**Reading passage:**
■ ■ ■ ■ ■ ■ ■
Particularly, in a case where the image forming apparatus is used
under a low temperature and/or low humidity environment or a case
where the image forming apparatus has not been used for a long
period, such problems are liable to occur.
[0141] Furthermore, as for other printing conditions, when printing
image data (e.g., printing an image consisting of mostly black
characters but with a part expressed with color characters) in a
case where a certain ink (e.g., black) is frequently used while
other color inks are not often used, the low usage rate of the
other color inks may cause jetting failure and may skip (miss)
printing the color character part.
[0142] In order to prevent the above-described jetting failures,
the nozzle face is cleaned and blank (empty) ink jetting is
performed. However, these processes reduce printing throughput and
unnecessarily consume ink. Furthermore, although color inks may be
used by printing a black character part with composite black ink
for preventing the jetting failure, this leads to an increase in
the amount of ink consumption and the appearance of jagged areas
due to an increase of density of the characters. More specifically,
in a case where a composite black of four colors (K, C, M, Y) is
used, jagged areas will clearly appear due to increased density of
the characters. In a case where a composite black of three colors
(C, M, Y) is used, visibility of the characters is reduced due to
reduced density of the characters.
[0143] By referring to object data of image data to be printed
(target image data) or color component data calculated from the
target image data, an optimum outline correction can be performed
from the aspect of steady nozzle jetting performance and suitable
ink consumption based on the object data and the color component
data. That is, a correction pattern can be selected from the aspect
of attaining a balanced usage of ink, for example, by selecting a
correction pattern using a large amount of color ink in a case of
printing an image consisting mostly of characters/thin lines where
the color ink usage rate is low or by switching to a correction
pattern that controls the consumption of each ink to a
predetermined amount based on color component data.
[0144] In a case of performing an outline correction using the dot
size changing process where the target image data includes
characters of a color other than black, suitable outline correction
can be performed by changing the correction patterns based on color
component data. For example, since jagged areas are more noticeable
when using colors as black, cyan, and magenta at an outline part
compared to using a color such as yellow, the correction pattern
can be changed based on color component data so that optimum
outline correction can be achieved.
■ ■ ■ ■ ■ ■ ■
**Set of tasks:**
a: According to the inkjet printing passage, what happens to the characters when a composite black of three colors (C, M, Y) is used?
b: From the listing, set down verbatim the lines between the one holding "of the pale" and the one holding "left=0, top=0, right=450, bottom=109", inclusive.
The listing that follows this passage is unrelated to the passage on inkjet printing.
■ ■ ■ ■ ■ ■ ■
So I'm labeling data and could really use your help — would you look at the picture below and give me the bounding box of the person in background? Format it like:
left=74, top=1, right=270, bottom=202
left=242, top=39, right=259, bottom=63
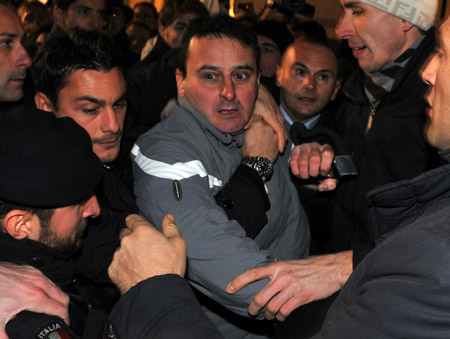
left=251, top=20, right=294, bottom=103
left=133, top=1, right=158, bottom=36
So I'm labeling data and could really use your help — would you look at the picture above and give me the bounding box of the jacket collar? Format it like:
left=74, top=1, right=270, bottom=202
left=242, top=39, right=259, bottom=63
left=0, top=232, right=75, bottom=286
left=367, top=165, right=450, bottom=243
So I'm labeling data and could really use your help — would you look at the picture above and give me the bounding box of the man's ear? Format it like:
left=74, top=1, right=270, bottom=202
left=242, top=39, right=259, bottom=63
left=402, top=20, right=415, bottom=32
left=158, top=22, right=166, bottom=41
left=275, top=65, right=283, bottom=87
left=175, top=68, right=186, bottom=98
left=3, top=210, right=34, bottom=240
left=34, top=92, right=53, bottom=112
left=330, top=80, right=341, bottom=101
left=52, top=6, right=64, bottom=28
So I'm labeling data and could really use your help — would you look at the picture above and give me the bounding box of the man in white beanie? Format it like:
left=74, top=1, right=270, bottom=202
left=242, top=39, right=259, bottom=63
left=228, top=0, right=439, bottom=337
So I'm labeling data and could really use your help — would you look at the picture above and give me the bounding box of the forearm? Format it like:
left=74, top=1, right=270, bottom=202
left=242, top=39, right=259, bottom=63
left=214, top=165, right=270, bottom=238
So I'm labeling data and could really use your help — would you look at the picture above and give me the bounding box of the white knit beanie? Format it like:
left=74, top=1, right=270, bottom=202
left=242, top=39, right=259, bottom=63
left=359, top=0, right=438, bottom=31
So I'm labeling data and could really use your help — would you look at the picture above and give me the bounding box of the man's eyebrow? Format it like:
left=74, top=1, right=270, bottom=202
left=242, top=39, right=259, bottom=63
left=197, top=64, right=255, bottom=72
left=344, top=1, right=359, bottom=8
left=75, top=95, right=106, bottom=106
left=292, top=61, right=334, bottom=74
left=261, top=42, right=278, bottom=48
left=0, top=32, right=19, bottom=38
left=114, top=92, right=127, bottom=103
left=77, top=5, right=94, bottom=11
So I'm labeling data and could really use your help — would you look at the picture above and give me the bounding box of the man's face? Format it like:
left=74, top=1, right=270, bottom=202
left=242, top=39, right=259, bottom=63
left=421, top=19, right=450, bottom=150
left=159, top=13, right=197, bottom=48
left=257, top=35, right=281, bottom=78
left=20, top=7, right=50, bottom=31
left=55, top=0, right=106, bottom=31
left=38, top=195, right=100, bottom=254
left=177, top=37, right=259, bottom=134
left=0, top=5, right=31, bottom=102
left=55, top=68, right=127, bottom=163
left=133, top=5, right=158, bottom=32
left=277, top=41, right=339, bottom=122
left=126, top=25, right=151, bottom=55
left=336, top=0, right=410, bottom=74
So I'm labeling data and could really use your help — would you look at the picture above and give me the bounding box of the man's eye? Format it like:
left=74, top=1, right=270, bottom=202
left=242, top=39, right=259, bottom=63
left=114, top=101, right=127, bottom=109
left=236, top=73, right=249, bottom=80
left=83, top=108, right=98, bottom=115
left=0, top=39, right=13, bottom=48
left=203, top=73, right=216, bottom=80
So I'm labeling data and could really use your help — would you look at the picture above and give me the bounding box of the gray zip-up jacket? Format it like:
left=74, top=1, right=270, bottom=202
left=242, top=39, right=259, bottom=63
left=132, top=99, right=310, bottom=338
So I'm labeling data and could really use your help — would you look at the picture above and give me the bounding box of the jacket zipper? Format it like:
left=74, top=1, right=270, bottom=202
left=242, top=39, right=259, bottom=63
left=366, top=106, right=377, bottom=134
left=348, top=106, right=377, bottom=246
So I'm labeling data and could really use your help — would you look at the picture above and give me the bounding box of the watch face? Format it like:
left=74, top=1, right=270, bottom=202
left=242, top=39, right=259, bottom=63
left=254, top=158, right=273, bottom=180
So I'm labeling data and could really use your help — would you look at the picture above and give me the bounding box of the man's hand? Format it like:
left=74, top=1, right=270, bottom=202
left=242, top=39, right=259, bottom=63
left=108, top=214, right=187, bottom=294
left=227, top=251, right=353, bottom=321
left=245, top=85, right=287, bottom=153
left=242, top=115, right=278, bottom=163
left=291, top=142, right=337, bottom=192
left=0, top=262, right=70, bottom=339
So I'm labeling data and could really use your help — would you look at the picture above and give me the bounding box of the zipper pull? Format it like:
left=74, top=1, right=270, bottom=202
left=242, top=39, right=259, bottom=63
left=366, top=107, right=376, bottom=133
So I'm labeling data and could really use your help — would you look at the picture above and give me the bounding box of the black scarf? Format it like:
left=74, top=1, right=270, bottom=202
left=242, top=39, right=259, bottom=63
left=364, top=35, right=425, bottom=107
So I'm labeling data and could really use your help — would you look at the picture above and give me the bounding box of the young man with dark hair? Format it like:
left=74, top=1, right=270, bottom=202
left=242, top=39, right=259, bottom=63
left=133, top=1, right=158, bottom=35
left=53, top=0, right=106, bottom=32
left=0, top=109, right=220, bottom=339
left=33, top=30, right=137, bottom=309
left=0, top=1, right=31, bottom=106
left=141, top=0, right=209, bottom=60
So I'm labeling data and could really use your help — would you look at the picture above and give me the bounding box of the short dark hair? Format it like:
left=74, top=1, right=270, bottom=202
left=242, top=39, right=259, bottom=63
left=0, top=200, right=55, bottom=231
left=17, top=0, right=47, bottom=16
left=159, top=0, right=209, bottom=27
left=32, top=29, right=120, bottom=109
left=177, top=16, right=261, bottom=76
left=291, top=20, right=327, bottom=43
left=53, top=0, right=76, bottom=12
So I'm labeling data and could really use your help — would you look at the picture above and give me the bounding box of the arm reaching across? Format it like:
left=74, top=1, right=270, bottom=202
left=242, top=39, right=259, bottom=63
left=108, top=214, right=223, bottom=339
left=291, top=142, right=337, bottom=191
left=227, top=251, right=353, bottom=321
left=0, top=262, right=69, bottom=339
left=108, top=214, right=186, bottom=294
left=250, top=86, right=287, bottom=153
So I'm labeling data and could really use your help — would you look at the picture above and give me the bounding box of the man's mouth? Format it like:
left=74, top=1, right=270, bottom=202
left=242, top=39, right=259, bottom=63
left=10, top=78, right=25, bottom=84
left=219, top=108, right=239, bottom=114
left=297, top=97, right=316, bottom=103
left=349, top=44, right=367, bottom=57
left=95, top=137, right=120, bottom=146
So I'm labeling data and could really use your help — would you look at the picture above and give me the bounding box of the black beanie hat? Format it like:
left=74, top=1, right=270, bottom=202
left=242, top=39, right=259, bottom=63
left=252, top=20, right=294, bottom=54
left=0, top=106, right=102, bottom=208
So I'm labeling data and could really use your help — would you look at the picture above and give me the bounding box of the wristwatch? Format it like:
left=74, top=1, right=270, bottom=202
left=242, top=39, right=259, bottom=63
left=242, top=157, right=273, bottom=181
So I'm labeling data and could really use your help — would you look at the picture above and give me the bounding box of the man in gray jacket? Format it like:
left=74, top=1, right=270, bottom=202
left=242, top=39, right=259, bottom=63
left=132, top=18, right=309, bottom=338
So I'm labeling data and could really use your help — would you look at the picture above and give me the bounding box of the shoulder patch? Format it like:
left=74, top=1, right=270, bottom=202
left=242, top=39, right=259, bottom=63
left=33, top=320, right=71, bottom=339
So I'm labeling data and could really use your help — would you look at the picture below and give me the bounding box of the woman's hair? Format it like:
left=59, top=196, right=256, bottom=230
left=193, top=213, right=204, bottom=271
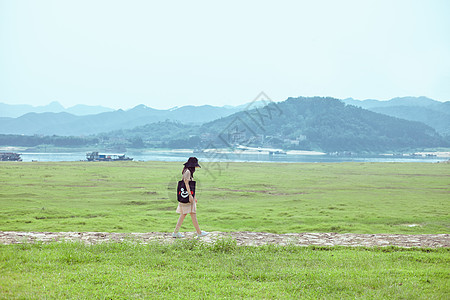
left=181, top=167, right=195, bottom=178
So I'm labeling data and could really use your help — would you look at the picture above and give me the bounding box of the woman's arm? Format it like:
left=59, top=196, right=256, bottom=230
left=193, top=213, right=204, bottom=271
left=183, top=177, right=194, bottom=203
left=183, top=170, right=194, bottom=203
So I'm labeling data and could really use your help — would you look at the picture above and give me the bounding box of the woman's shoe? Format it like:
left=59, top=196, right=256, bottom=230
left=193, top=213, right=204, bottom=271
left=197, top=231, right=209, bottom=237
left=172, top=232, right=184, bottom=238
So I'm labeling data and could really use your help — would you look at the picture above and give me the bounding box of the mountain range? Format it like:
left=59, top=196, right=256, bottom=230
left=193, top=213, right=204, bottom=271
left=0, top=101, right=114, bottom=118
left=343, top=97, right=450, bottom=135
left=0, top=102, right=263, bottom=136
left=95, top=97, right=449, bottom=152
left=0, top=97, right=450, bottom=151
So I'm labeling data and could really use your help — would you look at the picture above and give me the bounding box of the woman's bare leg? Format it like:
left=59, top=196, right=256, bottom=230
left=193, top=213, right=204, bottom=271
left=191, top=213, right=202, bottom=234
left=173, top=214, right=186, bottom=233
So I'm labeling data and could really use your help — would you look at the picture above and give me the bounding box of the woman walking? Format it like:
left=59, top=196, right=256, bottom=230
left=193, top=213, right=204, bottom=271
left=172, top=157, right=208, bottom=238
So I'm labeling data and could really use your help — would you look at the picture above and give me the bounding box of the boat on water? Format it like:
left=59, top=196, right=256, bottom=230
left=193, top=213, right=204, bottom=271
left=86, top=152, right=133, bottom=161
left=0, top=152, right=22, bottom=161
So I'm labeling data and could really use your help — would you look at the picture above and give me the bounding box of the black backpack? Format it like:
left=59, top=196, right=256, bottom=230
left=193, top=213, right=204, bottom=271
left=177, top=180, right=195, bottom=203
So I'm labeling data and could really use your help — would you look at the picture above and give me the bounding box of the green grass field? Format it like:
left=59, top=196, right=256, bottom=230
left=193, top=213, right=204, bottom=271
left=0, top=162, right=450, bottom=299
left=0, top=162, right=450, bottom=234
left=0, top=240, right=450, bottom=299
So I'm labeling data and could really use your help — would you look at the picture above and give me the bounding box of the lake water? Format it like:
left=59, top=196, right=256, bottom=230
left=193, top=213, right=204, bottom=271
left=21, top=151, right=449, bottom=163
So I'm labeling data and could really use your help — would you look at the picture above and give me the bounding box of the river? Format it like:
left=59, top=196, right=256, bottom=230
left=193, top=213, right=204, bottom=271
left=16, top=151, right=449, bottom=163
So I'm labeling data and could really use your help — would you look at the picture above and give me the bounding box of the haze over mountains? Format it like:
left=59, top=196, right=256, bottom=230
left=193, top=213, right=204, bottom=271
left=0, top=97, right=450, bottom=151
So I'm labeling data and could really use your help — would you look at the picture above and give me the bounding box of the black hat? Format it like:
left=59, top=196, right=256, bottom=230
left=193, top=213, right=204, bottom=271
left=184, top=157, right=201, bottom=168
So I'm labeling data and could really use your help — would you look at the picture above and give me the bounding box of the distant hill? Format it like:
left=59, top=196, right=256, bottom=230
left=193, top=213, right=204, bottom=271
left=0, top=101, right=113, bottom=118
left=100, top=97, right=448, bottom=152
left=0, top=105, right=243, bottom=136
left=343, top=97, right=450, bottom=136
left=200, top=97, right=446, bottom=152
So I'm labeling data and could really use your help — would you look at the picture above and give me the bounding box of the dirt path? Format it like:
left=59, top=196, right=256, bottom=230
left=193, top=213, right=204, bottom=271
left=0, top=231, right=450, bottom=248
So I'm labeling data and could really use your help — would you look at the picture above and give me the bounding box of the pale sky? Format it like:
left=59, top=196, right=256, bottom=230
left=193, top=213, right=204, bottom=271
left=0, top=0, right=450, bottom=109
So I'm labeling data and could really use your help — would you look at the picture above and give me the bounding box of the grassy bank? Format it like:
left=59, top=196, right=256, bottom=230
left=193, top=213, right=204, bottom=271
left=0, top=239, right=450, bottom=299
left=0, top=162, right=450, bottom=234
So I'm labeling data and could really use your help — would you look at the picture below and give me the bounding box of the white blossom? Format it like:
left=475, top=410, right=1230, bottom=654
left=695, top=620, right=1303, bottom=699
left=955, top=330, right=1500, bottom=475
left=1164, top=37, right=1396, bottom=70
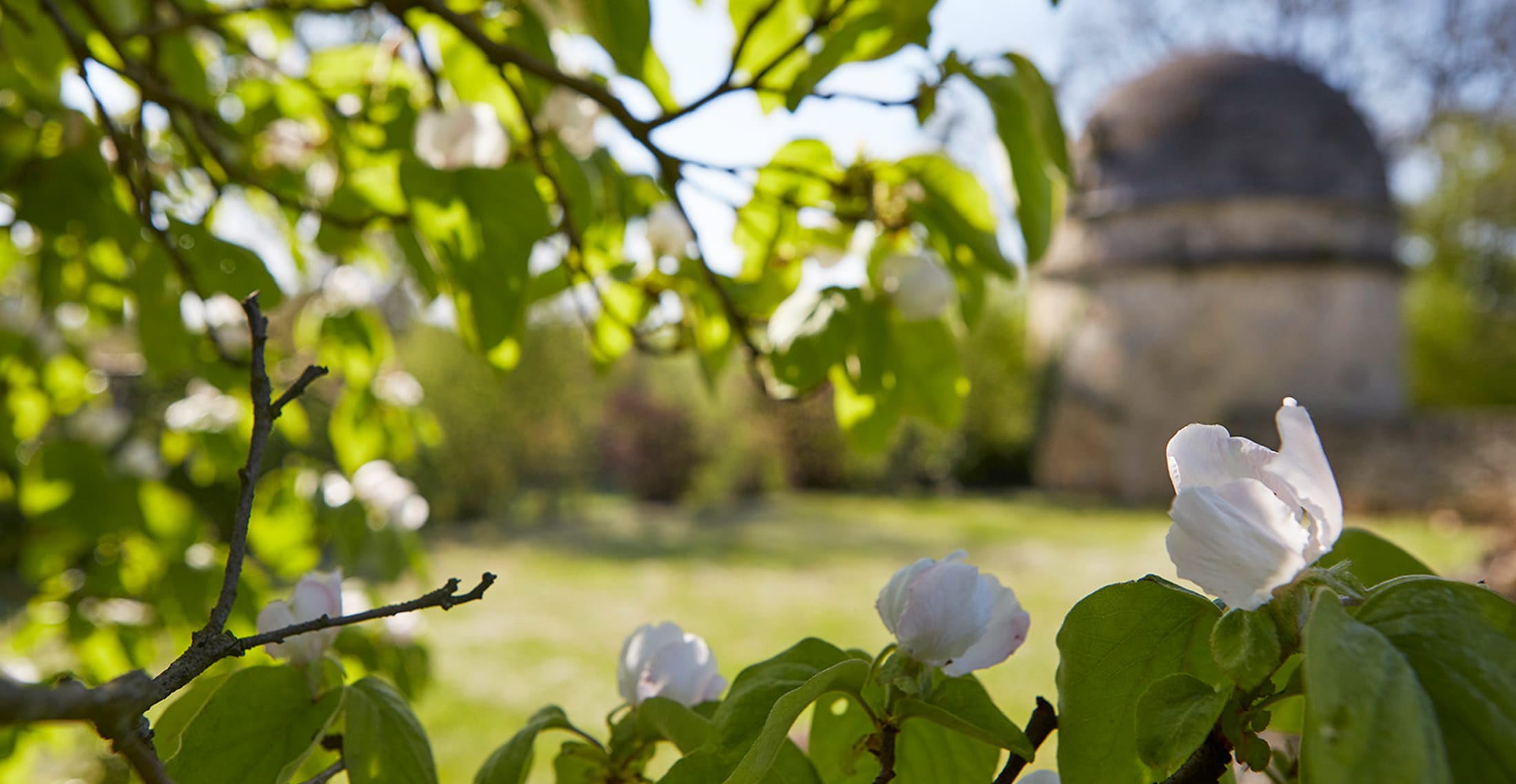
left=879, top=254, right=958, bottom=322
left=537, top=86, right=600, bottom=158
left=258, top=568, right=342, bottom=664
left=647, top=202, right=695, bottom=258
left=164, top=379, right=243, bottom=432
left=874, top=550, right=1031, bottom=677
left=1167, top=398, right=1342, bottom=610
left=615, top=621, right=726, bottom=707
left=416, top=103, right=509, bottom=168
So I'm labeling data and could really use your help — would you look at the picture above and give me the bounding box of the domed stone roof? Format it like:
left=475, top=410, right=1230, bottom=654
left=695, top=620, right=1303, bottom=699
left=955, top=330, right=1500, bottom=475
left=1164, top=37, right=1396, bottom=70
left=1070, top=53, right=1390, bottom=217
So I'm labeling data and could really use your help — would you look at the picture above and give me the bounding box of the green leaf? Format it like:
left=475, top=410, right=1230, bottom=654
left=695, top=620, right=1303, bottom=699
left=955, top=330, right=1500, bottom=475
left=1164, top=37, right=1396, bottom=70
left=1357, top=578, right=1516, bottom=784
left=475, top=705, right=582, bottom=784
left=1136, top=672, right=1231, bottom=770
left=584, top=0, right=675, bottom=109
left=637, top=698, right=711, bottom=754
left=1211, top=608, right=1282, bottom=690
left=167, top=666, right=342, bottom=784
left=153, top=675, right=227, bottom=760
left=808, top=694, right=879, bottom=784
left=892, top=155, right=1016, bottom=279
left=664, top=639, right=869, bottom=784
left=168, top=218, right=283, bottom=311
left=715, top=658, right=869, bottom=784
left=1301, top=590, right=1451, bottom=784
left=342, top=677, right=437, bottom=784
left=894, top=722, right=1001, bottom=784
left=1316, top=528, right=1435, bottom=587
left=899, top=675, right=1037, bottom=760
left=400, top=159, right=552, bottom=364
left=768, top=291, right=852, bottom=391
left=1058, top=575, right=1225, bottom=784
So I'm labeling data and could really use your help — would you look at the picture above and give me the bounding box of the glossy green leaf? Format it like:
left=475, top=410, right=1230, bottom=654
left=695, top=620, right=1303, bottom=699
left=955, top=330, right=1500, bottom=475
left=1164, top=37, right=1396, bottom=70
■ ■ ■ ■ ■ ■ ■
**Expected results:**
a: Their visibility is reduced because their density is reduced.

b:
So I'm labeling data and could really use your help — would you look at the picture above and give me the bounding box of the pale sky? Format it like:
left=59, top=196, right=256, bottom=230
left=193, top=213, right=204, bottom=271
left=0, top=0, right=450, bottom=109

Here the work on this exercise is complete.